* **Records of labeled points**
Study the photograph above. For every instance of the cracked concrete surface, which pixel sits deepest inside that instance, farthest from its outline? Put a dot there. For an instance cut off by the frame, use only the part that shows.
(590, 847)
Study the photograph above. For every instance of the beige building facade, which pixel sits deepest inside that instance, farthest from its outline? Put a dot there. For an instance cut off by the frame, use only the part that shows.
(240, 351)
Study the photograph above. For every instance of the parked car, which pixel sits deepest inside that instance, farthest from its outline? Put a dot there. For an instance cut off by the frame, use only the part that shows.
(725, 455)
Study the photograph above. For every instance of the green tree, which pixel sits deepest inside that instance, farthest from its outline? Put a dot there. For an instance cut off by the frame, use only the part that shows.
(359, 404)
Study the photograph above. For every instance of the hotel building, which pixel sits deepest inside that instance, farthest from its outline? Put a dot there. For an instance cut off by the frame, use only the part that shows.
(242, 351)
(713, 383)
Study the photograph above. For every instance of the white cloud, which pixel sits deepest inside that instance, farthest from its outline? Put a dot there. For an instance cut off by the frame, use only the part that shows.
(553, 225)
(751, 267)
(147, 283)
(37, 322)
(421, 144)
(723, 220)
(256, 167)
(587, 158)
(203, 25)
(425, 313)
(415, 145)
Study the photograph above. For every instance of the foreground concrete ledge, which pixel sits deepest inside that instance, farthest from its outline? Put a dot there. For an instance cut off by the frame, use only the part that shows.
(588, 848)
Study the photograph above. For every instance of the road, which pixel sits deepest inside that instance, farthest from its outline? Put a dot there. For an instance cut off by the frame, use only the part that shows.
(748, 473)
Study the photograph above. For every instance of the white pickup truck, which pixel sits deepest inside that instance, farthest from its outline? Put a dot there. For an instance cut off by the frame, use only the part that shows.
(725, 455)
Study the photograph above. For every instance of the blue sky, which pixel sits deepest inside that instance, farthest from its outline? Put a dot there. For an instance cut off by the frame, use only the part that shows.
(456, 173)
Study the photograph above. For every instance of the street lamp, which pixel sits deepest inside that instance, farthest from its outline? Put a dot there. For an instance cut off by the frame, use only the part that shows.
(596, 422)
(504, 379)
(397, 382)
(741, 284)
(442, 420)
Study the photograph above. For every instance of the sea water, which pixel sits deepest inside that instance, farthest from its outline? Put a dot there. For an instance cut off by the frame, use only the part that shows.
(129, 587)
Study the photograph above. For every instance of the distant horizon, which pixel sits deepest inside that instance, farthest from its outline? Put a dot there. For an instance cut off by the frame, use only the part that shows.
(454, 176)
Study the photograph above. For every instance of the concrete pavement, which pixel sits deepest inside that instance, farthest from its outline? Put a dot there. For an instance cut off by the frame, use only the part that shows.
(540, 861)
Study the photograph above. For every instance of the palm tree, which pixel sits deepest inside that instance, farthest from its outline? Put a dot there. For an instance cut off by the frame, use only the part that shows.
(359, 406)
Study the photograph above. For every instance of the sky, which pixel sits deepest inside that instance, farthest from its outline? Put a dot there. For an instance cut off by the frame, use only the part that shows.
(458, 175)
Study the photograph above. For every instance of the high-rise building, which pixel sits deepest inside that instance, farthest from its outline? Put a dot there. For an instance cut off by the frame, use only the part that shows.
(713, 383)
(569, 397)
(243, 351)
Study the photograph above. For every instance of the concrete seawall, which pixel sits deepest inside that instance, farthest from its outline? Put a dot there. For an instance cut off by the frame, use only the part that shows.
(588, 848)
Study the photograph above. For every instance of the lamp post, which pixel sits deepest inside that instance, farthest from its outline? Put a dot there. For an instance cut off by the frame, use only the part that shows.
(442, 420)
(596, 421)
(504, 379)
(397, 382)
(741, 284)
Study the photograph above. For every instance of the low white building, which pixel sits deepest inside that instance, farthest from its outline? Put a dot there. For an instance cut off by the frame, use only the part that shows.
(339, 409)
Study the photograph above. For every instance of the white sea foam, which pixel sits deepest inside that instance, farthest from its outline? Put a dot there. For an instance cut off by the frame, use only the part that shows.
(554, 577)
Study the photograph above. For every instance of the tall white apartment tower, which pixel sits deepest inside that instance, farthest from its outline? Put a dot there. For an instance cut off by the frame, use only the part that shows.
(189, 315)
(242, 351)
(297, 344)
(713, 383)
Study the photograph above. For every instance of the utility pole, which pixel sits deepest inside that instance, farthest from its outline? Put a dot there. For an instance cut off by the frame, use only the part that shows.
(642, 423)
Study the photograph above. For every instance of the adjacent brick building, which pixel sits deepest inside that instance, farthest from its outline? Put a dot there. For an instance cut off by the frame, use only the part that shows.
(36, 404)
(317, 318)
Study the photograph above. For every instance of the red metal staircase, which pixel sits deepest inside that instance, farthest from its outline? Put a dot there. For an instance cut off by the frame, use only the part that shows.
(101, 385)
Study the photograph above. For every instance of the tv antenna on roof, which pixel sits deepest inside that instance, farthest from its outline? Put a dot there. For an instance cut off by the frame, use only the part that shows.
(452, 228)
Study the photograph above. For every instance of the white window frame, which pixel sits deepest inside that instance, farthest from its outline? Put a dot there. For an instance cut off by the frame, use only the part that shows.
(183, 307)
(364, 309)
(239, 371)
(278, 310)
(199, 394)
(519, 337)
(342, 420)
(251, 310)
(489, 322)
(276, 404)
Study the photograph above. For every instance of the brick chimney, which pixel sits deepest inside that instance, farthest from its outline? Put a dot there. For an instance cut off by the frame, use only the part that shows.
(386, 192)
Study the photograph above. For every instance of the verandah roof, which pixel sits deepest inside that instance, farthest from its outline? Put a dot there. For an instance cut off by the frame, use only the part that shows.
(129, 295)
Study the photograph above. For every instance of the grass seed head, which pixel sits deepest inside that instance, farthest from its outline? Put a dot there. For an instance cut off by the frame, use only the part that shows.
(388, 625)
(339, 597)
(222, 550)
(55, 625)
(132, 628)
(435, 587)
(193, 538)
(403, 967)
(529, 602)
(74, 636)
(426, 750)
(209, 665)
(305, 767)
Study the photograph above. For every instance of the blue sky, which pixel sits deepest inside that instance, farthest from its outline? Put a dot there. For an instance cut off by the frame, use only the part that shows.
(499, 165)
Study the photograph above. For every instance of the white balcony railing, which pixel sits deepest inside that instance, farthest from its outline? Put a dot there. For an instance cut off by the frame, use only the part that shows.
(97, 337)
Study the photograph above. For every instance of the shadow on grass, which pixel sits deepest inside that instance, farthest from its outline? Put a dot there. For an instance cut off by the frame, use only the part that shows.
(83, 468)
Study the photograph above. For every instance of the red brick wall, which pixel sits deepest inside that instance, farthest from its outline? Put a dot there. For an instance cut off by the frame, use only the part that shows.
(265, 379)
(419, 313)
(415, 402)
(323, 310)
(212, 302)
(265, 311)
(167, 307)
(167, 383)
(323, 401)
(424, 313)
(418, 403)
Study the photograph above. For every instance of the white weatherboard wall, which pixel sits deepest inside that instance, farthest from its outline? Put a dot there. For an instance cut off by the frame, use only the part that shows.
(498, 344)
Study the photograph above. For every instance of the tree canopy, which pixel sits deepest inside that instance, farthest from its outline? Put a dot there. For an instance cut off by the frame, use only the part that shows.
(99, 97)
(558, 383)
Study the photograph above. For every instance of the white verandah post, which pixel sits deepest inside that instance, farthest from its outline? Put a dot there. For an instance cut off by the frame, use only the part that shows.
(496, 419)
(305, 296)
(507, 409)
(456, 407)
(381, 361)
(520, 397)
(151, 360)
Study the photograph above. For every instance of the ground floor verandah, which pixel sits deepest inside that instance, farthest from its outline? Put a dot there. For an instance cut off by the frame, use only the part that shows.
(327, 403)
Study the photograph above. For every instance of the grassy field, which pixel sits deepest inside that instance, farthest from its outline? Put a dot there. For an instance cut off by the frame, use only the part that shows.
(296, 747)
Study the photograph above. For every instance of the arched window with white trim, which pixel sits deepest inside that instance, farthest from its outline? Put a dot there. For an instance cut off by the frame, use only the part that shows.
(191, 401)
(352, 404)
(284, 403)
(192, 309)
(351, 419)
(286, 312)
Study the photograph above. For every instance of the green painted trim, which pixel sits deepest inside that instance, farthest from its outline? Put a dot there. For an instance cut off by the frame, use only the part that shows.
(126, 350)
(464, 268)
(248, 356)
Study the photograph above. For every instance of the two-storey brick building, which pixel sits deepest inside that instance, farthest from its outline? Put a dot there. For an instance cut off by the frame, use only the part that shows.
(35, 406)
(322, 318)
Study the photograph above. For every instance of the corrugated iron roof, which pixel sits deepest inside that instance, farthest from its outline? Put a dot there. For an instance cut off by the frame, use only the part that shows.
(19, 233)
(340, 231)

* **DIRECTION**
Please quote nothing but the lines from the line with "the green painted" through the end of the data above, exactly as written, ends included.

* **RESPONSE TO THIS EXERCISE**
Study the photograph above. For every instance of the green painted trim, which pixel sits deepest inside that instance, farthest from its outline? Put a dot there. For an instance cut off by the frame, use only the part that shows.
(126, 350)
(464, 268)
(248, 356)
Study the photograph above. For every instance of the two-storey brick building, which pixel sits deepest inside that instance, farthest from its outline? Put a dot there. For an instance cut off by the frame, use only the part that shows.
(35, 406)
(322, 318)
Study the photograph above. For every instance of the corrugated iron roof, which pixel sits deepest inside that instance, farthest from its outline? Put a dot there. For an instance cut off by the frame, use only the part that shows.
(19, 233)
(340, 231)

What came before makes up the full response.